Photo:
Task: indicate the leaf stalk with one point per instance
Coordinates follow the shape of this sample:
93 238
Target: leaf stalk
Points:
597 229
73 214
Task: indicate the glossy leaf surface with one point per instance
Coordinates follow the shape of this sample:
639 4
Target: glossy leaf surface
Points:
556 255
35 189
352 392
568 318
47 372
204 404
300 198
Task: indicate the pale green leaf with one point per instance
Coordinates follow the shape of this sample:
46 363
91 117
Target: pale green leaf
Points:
▬▬▬
* [GOAL]
Copy every line of the records above word for word, with no changes.

* [WRITTEN ANSWER]
Photo:
Task: indicate the leaf stalk with one point per instance
Coordinates follow the shape of this sample:
93 238
Target: leaf stalk
Points:
597 229
73 214
Task: indicate the glossy leaf surface with one point per instance
Coordinates follow the shape of this sample:
639 4
Target: glossy leaf surface
Points:
556 255
35 189
352 392
568 318
47 372
204 404
300 198
Task: indicate the pale green leaf with one point per instance
Coordinates follow the shape of this sample:
46 363
91 117
Target: pale green leaf
Points:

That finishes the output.